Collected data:
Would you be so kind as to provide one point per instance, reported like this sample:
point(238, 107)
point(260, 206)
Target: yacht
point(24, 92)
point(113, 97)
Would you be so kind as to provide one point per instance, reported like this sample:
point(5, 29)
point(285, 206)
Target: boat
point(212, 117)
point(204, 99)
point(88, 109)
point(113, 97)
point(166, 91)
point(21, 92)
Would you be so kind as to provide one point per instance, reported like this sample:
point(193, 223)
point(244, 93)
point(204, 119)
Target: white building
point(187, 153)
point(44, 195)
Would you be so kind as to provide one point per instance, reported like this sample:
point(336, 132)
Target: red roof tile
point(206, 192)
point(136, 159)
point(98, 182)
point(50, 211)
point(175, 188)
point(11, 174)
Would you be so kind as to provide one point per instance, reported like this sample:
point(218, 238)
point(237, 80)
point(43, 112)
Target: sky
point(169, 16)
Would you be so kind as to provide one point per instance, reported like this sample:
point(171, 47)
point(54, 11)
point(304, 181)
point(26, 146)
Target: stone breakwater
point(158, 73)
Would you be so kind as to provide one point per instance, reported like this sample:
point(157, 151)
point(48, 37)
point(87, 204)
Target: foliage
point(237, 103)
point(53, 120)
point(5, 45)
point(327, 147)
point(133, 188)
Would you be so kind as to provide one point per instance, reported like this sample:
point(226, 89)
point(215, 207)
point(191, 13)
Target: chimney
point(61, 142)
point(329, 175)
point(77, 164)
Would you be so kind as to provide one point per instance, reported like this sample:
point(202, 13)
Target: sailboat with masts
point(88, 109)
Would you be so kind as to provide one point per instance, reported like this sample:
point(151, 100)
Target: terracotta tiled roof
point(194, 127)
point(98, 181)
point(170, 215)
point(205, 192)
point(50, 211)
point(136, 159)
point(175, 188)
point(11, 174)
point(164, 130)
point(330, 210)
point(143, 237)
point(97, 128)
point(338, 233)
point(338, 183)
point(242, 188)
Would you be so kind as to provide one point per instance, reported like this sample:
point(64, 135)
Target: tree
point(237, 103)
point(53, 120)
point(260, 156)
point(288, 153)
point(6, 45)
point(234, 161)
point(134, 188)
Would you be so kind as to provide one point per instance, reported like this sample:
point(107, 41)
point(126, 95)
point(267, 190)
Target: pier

TASK PROMPT: Up to and including the line that contains "point(5, 29)", output the records above exactly, beginning with their first line.

TASK SOLUTION:
Would you be so kind as to provide one point per instance, reported like this sample:
point(238, 107)
point(260, 206)
Target: yacht
point(24, 92)
point(113, 97)
Would you be so kind as to provide one point per instance, reported like this sample:
point(5, 29)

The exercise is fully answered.